■ Work to do ■
In the article on the Indiana Dunes State Park Pavilion alcohol permit hearing, how many requests for the prospectus and how many responses did the DNR receive?

■ Passage shown ■
Pavilion Partners
took the first hour of Thursday’s Porter County Alcohol Board Commission
meeting to state its case for an alcohol permit at the Indiana Dunes State
Park Pavilion and to address concerns the Indiana Alcohol and Tobacco
Commission has regarding the Partners’ application.
Kicking the
application request back to the local ABC, ITC Director David Cook’s letter
to the ABC directed the board’s attention the fact that principal and
Valparaiso businessman Chuck Williams claims to be the sole owner of the
LLC, while he checked off on his application that he holds over 60 percent
interest in the LLC and another box indicating the LLC has over 41 percent
of out-of-state-ownership.
Williams was joined
by fellow principal Thomas Collins, vice-president of Luke Oil and one of
the owners of County Line Orchard, and Partners’ attorney Melissa Coxey of
the Indianapolis law firm Bose McKinney & Evans.
Coxey first asked
Williams to explain how the concept for Pavilion Partners came about.
Williams said he was on a family vacation in Hawaii in 2010 when he saw a
historic building recently renovated that reminded him of the Dunes
Pavilion. He spoke with members of the Indiana Department of Natural
Resources a few months later about what it would be required if someone
wanted to renovate the pavilion and learned that there would need to be a
Request for Proposals for a private/public partnership.
DNR Assistant
Director of State Parks Gary Miller drafted a prospectus in November 2011,
close to the same time the Indiana legislature proposed and eventually
passed a bill authored by State Sen. Karen Tallian, D-Ogden Dunes, allowing
private vendors to sell alcohol at dining facilities in state parks.
The DNR had 18
requests for the prospectus and two responses. Williams said he had
subsequent interviews with the DNR and a lease was signed in February this
year.
Lobbying
Williams in his
testimony said he “did not lobby to get the alcohol bill” passed, nor did he
pay anyone to lobby for him. To his knowledge the bill had been lobbied for
by the Porter County Convention, Recreation and Visitors Commission,
specifically by its executive director Lorelei Weimer, he said.
Williams was
appointed to the PCCRVC by the County Commissioners in 2013, a year after
the state approved alcohol for the pavilion.
Weimer, who was
given an affidavit by Coxey to speak during the hearing, later said a
“destination audit” done in 2005 listed the renovation of the pavilion as a
project with potential. Representatives from both the Indiana and Illinois
Restaurant Association cautioned the PCCRVC that a restaurateur would “in no
way invest dollars if alcohol is not allowed,” which is why the tourism
bureau advocated for legislators to change the law, Weimer said.
Williams had told
the board at one point, “There’s no possible way in today’s economic climate
you can have a restaurant without a liquor license.”
Williams further
denied lobbying for Senate Bill 515, which allows liquor to be sold within
100 feet of the pavilion and the parking area, but acknowledged he and the
DNR talked with legislators about the change after the bill had been the
introduced.
Ownership
questioned
ABC member Ralph
Levi asked Williams to talk about the checked boxes concerning ownership on
the application. The ABC did not have a copy of the permit application form
from the ATC at its June 22 meeting and were unaware of the problem.
“It really made
this board look bad,” said Levi.
Williams stated he
is the sole owner of Pavilion Partners LLC and therefore no other names were
listed under ownership on the application. A “mistake was made” in checking
yes on the question about out-of-state ownership when it “should have been
no,” Williams said.

■ Given entries ■
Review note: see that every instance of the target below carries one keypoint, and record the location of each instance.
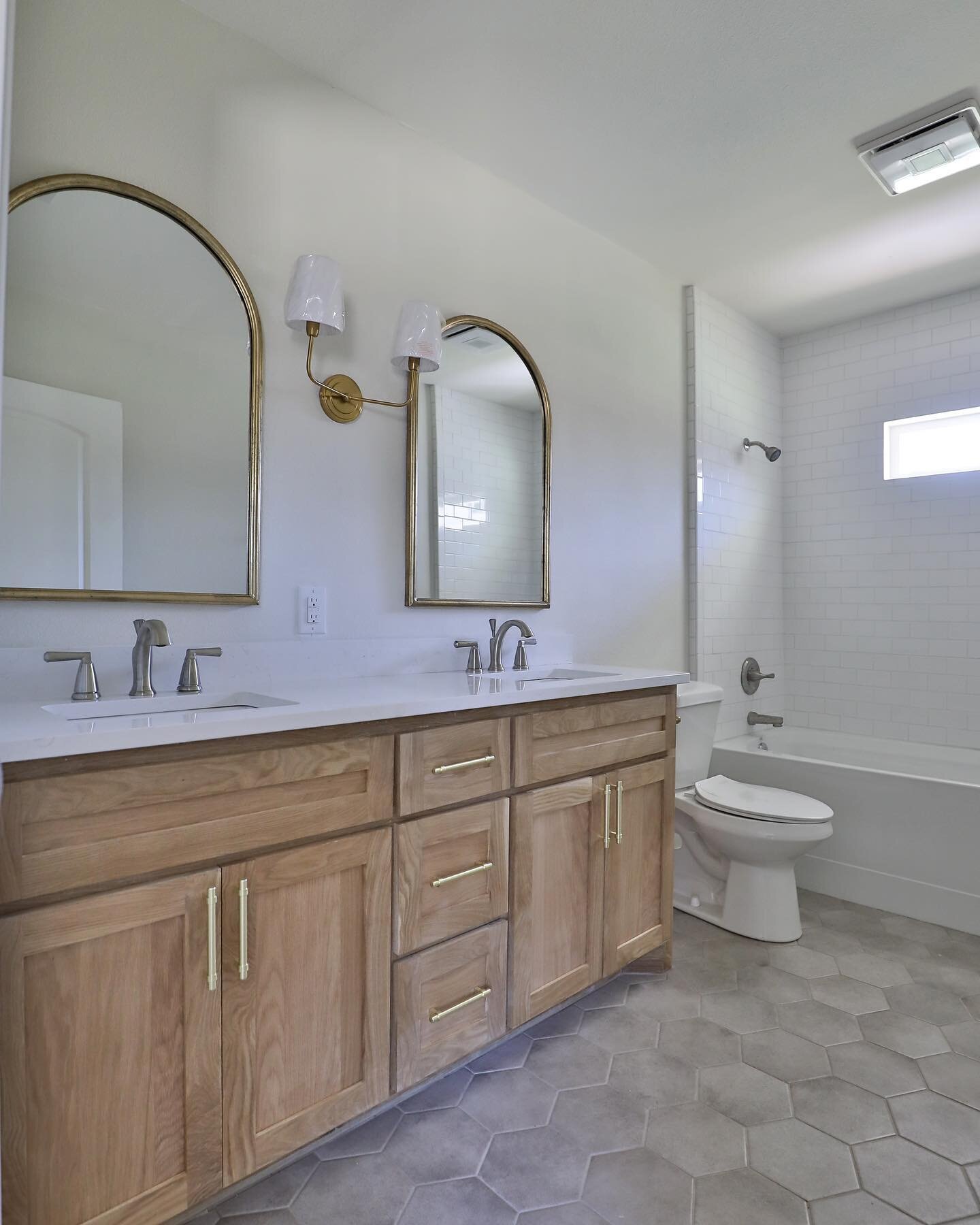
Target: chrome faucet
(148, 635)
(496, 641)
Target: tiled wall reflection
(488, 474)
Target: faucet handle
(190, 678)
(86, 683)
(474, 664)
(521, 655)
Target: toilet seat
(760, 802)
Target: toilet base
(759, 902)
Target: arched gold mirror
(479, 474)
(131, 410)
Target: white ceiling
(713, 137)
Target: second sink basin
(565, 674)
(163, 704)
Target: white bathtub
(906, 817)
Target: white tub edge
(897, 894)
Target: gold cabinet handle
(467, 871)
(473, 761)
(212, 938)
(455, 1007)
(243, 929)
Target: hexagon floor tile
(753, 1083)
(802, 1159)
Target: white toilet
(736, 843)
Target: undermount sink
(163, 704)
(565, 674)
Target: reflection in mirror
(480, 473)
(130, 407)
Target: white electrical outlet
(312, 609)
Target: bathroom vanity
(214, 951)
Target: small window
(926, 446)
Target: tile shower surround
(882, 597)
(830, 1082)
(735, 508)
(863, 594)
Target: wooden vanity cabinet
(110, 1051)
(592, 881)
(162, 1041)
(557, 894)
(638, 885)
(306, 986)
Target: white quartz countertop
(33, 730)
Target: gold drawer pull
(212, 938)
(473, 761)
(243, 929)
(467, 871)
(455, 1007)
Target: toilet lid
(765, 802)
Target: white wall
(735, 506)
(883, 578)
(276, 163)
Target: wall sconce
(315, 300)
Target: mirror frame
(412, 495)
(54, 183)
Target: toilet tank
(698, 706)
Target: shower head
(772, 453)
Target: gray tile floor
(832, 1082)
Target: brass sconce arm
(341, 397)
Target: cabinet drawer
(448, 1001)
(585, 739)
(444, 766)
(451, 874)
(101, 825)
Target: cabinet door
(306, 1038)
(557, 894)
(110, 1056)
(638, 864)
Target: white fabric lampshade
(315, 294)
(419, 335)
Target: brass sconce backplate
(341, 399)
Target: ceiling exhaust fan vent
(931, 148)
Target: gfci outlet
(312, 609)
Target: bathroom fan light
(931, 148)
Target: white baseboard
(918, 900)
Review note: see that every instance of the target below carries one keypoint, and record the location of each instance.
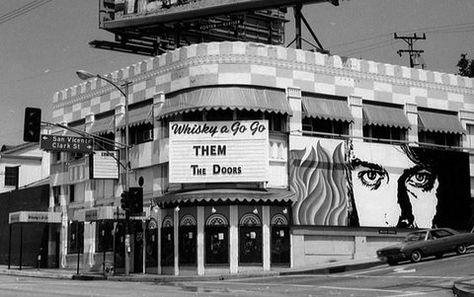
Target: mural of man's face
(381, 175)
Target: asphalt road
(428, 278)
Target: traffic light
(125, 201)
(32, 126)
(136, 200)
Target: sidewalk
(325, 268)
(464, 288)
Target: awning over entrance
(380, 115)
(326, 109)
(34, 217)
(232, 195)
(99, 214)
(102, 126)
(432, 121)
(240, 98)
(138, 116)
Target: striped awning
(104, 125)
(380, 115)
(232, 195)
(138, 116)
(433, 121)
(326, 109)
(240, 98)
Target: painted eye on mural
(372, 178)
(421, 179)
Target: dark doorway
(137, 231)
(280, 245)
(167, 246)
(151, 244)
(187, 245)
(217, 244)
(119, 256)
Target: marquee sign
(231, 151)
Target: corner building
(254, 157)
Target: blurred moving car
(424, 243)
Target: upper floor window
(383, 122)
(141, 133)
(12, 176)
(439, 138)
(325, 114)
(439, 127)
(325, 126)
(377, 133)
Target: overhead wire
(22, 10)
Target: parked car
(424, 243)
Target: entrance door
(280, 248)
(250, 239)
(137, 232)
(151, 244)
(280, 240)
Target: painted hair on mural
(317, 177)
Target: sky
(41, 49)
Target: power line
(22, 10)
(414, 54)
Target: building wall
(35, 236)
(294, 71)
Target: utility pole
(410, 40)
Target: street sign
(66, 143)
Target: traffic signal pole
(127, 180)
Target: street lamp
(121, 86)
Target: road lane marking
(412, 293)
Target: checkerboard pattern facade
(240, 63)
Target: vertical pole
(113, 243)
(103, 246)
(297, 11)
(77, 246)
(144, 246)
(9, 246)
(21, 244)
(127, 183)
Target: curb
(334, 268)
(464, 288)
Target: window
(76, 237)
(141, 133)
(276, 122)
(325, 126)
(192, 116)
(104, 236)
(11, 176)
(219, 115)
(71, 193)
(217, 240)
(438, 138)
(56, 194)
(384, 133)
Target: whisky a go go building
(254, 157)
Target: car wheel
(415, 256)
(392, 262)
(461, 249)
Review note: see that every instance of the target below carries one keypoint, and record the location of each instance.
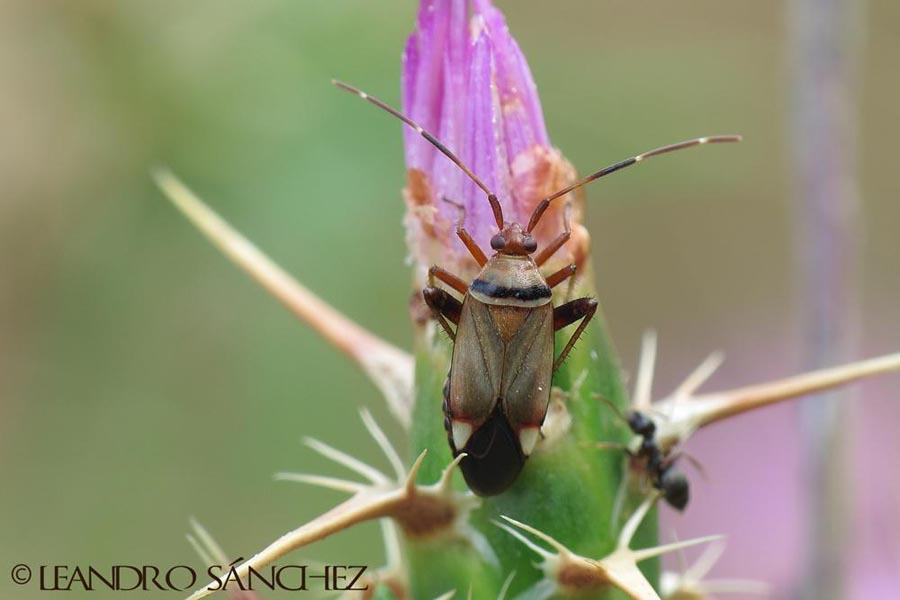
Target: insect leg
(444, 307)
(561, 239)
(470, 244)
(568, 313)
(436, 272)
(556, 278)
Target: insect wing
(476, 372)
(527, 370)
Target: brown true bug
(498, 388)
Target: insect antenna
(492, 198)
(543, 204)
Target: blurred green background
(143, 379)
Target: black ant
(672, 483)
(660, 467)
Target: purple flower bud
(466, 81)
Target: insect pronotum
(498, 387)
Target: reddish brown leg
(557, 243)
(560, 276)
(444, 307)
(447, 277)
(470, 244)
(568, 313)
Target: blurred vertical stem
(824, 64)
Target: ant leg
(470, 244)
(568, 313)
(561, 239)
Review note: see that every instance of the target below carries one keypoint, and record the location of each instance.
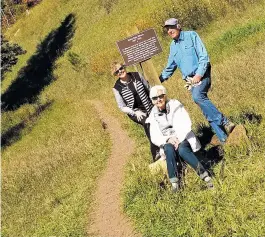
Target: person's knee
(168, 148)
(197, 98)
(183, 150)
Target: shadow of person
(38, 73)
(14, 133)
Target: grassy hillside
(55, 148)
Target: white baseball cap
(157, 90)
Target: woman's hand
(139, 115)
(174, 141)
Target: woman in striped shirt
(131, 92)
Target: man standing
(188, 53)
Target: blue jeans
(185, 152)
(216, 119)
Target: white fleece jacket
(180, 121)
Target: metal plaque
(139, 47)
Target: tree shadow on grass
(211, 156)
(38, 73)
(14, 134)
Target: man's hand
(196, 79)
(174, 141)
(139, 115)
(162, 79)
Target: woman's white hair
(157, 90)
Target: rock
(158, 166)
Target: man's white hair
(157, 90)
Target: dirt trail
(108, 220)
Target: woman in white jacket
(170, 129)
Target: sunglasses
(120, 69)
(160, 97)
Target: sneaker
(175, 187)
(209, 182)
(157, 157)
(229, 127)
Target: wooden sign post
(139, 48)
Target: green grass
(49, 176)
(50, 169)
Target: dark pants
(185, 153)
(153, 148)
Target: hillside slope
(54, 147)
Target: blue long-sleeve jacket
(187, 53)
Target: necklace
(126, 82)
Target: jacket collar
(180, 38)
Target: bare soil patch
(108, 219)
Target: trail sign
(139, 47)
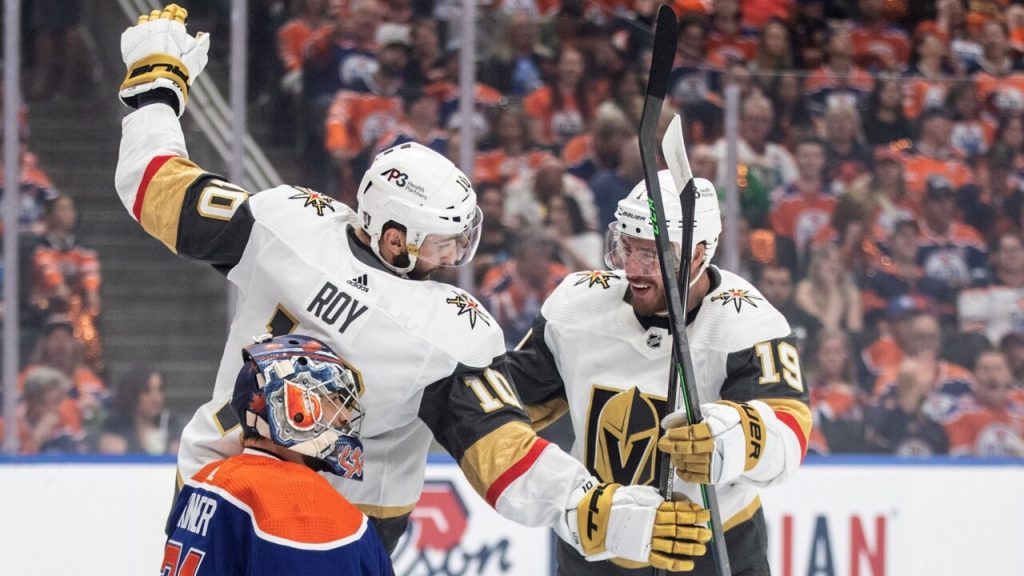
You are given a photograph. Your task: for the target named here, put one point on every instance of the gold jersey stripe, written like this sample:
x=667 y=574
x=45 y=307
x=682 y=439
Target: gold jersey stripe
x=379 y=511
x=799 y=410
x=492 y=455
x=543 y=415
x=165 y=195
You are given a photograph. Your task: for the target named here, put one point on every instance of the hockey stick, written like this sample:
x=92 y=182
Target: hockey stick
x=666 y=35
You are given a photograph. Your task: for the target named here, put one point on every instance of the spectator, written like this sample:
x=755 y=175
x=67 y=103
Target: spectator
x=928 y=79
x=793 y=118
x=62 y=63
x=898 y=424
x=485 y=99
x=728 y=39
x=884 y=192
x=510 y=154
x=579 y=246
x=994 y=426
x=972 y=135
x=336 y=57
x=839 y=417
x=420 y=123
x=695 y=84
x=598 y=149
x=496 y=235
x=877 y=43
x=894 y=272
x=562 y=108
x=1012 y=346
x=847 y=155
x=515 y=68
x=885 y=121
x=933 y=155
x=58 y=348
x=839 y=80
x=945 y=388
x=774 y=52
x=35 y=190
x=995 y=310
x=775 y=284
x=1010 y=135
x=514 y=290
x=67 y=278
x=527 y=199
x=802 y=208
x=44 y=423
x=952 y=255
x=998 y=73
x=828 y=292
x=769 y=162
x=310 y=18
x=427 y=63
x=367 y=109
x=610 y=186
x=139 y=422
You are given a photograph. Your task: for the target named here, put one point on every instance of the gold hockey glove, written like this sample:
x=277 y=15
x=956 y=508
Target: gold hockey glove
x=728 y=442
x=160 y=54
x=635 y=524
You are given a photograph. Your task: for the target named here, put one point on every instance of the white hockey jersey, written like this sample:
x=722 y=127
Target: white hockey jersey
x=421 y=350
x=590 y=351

■ Final answer ■
The DNR received 18 requests for the prospectus and two responses.